→ REQUIRED WORK: Edit the data below so that every occurrence of "chaise section" reads "sofa section". Leave everything else unchanged.

___ MATERIAL TO PROCESS ___

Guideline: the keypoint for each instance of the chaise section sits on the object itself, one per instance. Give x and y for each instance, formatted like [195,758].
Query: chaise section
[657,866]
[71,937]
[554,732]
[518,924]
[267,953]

___

→ CORRECT RESPONSE:
Guideline: the keypoint for each instance of the sofa section sits on the object itself, one per instance. Give x and y for each instance, formatted like [195,758].
Query: sofa section
[657,866]
[71,937]
[554,732]
[518,924]
[267,953]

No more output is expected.